I highly recommend it. He talks a great deal about how the new networks that are forming are far more nimble than the state, and how the lack of Total War between states due to Nuclear weapons has diminished the power and relevance of the state. His examples go from Corporate action such as Blackwater protecting corporate interests in Katrina ravaged New Orleans, and Wal Mart using it’s supply chain to deliver relief supplies more quickly than FEMA was able to act, to the insurgency in Iraq, which was largely devised under Saddam as a response to Gulf War I. His experience as a counter-terrorism analyst and a software entrepeneur give him a very interesting perspective on the subject. The United States Military with its relaxed standards for enlistment have been training American gangbangers in counterinsurgency, and conversely insurgency. A guy I met coming back from Iraq talked about how strange it was to see MS13 (Mara Salvatrucha) graffiti on the walls of Baghdad.
I definitely recommend the book, but the articles above should give you a good idea of the thrust of his thesis.
Don’t have much time nowadays, but overall I have to say that even Patton was reported to use his own wealth and the Sears Catalog to get needed supplies to his troops. Related to El Salvador, the ones that think of open source warfare are only partially correct: sure it would be effective to outsource the counterinsurgency effort, but IIRC this is what has been going on in Iraq already, and in El Salvador that lead to a final step: to get the UN to organize a peace accord.
The problem is that the current administration is acting like even taking this last step in Iraq is to admit defeat, and that is leading me to approve impeachment proceedings against this sorry bunch.
But I also have to remark once again on one of my rules:
If something important is happening in the world, a Salvadorian is involved, for good or for evil.
Regards.
Wanna give some examples of some Salvadorians and their involvement in important things? I’m intrigued.
Reading Robb didn’t really convince me of anything, but it helped solidify facts for things that I already sort of suspected.
One of the most interesting things he talks about are macro group intelligences. He talks about how with the leader of a guerrilla organization is superflous after a group intelligence has formed, even without individual cells knowing each other.
Whether it’s The Harriman group selling parts for oil refineries in Post Bolshevik Russia, or Iran-Contra, I think we are going to see an increase in conflicts of interest between large corporations and the US government. Some of our own corporations will oftentimes be adversarial.
A point he makes is that there is too much profit to be made through utilization of the guerrilla networks, so he expects funding to increase not decrease. He makes a claim that I haven’t verified, and to be honest I wouldn’t know how to verify to any real satisfaction, that the black market is about 3 trillion per year and growing 7 times faster than the white market economy.
What he described as the future for America looked a lot like the Burbclaves in Snow Crash.
I think that the significance of decentralized hierarchies is a huge one for the entire world system, as we now have value territories that are entirely abstract, and may therefore be contested from opposite ends of the globe. What I’m just waiting for is to see some of these non-state groups going to war with one another. I think we are seeing that to a degree with the fact that Halliburton has become synonymous with the military industrial complex.

○ ○ ○ ○ ○

Required work:
a - From the discussion thread, reproduce the portion starting at "I definitely recommend" and ending at "this sorry bunch.".
b - Answer each question from the discussion thread:
(i) What graffiti did a man coming back from Iraq see on the walls of Baghdad?
(ii) What was Patton reported to use to get needed supplies to his troops?
(iii) According to the claim attributed to Robb, how large is the black market and how fast is it growing?
c - Summarize the discussion thread in three sentences.

○ ○ ○ ○ ○

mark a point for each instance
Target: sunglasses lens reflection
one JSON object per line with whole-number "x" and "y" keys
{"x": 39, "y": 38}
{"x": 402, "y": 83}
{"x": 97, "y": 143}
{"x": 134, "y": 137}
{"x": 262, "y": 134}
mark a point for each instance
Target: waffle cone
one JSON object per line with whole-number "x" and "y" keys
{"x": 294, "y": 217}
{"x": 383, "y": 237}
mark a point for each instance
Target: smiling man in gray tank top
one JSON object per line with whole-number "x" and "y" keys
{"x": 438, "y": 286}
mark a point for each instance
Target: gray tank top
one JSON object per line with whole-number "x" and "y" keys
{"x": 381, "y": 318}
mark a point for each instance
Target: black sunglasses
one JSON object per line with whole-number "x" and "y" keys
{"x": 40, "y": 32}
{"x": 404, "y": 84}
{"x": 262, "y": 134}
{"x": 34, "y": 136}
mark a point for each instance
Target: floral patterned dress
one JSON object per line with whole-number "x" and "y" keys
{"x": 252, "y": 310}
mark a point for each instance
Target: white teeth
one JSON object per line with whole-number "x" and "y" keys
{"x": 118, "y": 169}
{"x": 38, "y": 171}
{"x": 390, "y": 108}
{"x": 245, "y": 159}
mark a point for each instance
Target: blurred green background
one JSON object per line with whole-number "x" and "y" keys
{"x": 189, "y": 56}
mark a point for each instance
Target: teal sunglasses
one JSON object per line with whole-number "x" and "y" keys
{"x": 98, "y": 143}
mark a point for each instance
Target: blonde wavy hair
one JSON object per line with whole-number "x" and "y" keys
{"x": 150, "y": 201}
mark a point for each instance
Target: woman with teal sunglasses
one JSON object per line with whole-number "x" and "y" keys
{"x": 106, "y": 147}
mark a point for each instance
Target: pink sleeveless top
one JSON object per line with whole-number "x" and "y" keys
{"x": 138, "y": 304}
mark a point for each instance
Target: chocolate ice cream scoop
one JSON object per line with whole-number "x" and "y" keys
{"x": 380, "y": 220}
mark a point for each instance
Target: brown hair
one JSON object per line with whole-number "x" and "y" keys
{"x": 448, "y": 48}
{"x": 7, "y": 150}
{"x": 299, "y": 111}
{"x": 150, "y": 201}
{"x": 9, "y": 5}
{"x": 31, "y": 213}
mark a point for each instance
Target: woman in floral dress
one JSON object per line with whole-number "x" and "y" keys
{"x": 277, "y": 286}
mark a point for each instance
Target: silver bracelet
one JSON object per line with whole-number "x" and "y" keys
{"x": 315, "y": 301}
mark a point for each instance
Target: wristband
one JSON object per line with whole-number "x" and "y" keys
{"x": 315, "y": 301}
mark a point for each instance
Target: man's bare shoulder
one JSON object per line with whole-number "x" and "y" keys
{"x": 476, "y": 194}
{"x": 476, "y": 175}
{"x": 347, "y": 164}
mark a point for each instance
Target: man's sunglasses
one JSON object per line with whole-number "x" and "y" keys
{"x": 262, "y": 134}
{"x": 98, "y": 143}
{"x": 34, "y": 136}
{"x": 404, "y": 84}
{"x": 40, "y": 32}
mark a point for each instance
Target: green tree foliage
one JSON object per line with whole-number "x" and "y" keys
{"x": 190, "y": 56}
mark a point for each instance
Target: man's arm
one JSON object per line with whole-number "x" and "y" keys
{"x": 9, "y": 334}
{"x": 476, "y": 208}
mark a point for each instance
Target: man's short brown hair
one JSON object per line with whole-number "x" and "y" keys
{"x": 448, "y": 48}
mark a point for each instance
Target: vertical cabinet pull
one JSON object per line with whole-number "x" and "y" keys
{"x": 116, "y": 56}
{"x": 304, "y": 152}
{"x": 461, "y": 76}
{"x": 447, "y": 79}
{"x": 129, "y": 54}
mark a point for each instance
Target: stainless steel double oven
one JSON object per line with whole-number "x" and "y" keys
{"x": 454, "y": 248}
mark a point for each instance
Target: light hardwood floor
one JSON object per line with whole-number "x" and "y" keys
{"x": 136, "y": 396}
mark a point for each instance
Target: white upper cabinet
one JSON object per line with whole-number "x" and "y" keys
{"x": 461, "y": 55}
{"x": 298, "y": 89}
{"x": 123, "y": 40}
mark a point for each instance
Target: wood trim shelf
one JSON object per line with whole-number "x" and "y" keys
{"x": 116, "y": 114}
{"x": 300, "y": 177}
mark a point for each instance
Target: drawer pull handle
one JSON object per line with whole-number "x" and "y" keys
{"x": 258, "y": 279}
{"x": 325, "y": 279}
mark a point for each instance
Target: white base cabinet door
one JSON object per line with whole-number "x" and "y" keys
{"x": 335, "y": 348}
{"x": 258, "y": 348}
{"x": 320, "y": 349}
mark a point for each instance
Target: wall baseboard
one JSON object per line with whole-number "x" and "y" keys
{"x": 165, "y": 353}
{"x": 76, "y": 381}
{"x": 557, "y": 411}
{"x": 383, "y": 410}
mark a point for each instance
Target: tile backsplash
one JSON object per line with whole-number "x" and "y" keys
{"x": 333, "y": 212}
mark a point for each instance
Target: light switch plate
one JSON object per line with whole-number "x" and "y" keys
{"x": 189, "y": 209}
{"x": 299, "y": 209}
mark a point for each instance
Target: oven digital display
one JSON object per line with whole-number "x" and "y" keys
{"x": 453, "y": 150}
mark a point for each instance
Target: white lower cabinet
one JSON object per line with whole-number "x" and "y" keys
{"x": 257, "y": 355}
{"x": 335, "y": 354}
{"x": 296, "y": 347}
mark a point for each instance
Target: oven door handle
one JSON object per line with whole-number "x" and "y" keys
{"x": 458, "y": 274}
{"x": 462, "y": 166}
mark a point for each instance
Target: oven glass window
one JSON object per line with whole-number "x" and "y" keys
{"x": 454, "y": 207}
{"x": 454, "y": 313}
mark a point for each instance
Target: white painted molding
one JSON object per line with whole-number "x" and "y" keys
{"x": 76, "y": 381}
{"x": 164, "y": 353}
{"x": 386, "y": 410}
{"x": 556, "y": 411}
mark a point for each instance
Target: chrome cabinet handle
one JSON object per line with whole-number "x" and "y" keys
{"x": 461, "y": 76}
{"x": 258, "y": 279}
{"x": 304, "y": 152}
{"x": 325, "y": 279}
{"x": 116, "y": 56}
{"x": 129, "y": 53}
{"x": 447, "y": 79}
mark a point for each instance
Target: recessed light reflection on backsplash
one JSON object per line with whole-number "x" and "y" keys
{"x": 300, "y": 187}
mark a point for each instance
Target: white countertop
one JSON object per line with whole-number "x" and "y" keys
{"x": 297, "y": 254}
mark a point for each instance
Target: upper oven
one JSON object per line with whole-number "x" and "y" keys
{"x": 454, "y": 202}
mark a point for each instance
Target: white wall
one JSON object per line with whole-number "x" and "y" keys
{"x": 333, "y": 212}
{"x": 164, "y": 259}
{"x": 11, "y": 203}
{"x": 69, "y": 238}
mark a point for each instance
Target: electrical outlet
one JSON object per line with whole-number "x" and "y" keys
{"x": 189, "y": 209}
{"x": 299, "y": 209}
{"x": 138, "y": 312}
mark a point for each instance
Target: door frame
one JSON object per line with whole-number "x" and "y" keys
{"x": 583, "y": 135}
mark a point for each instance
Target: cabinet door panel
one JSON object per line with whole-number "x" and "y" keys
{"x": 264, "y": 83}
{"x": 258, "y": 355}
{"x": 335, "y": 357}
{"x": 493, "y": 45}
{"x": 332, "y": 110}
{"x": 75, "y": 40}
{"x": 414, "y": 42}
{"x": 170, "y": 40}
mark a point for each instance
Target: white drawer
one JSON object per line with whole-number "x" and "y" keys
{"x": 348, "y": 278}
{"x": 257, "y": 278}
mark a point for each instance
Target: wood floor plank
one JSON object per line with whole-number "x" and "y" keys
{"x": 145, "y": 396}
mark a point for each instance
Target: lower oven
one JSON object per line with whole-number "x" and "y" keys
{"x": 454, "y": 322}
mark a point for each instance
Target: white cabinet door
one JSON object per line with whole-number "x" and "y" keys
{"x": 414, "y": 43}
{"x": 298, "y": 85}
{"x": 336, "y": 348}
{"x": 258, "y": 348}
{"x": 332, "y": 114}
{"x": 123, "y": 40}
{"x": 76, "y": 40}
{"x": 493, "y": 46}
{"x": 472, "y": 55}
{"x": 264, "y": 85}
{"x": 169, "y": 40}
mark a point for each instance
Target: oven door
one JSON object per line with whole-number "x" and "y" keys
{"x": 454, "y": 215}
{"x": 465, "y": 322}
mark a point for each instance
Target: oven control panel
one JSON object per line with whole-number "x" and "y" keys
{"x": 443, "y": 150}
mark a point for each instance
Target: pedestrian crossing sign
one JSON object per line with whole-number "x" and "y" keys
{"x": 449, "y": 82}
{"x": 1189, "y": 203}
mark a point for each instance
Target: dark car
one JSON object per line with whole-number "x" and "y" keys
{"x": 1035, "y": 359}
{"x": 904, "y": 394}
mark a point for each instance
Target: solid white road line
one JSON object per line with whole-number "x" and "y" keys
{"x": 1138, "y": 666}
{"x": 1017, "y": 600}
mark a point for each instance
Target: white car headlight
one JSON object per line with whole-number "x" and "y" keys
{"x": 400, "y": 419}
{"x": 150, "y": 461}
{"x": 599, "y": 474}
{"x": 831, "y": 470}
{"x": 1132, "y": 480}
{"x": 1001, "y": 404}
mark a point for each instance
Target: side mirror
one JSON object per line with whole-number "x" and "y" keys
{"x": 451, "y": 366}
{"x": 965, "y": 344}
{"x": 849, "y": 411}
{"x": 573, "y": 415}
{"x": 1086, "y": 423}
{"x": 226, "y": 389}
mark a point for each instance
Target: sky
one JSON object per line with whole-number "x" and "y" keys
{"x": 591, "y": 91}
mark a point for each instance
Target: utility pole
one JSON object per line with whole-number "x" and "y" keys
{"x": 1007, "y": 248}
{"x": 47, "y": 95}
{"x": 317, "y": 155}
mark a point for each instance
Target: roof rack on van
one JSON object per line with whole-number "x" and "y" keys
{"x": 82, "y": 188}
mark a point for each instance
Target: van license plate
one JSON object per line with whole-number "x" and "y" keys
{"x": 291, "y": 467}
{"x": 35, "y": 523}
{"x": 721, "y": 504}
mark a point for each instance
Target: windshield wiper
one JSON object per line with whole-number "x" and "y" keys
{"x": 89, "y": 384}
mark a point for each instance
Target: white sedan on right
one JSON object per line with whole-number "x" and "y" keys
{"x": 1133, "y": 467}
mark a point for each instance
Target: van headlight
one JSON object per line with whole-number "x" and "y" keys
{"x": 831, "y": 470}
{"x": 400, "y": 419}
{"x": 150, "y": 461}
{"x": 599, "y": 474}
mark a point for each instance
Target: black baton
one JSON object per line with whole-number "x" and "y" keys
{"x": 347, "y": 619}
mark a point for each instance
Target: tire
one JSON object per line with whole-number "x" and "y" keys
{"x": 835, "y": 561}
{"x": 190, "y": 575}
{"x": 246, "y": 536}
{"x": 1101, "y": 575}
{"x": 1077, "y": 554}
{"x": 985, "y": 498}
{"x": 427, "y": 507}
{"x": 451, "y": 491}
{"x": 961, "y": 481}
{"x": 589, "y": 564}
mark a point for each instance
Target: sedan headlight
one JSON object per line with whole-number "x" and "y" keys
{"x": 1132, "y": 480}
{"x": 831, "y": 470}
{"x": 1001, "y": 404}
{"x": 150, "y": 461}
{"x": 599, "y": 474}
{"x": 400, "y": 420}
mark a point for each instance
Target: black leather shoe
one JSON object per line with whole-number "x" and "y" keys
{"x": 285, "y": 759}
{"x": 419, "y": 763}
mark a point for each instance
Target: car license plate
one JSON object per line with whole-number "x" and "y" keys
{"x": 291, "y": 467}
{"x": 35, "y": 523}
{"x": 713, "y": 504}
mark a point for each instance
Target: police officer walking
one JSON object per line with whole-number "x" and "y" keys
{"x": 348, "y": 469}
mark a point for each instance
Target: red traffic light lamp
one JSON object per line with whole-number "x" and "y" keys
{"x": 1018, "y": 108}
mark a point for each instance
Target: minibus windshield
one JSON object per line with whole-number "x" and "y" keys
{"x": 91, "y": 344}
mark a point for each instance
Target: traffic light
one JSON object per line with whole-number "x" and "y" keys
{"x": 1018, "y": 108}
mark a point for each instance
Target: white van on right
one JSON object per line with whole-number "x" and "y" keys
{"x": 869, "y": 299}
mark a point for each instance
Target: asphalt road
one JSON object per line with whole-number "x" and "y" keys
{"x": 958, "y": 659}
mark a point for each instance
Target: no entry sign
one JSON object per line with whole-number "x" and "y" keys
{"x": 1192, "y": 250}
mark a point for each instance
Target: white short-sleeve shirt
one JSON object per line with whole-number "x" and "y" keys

○ ○ ○ ○ ○

Responses to the tasks:
a -
I definitely recommend the book, but the articles above should give you a good idea of the thrust of his thesis.
Don’t have much time nowadays, but overall I have to say that even Patton was reported to use his own wealth and the Sears Catalog to get needed supplies to his troops. Related to El Salvador, the ones that think of open source warfare are only partially correct: sure it would be effective to outsource the counterinsurgency effort, but IIRC this is what has been going on in Iraq already, and in El Salvador that lead to a final step: to get the UN to organize a peace accord.
The problem is that the current administration is acting like even taking this last step in Iraq is to admit defeat, and that is leading me to approve impeachment proceedings against this sorry bunch.

b -
(i) MS13 (Mara Salvatrucha) graffiti.
(ii) His own wealth and the Sears Catalog.
(iii) About 3 trillion per year, growing 7 times faster than the white market economy.

c - Commenters recommend Robb's book, which argues that newly forming networks are far more nimble than the state and that the lack of Total War between states due to nuclear weapons has diminished the state's power. His examples range from Blackwater and Wal Mart acting in Katrina-ravaged New Orleans to the insurgency in Iraq. Replies discuss outsourcing counterinsurgency and the UN-organized peace accord in El Salvador, macro group intelligences in guerrilla organizations, a claimed fast-growing black market, and an expected increase in conflicts of interest between large corporations and the US government.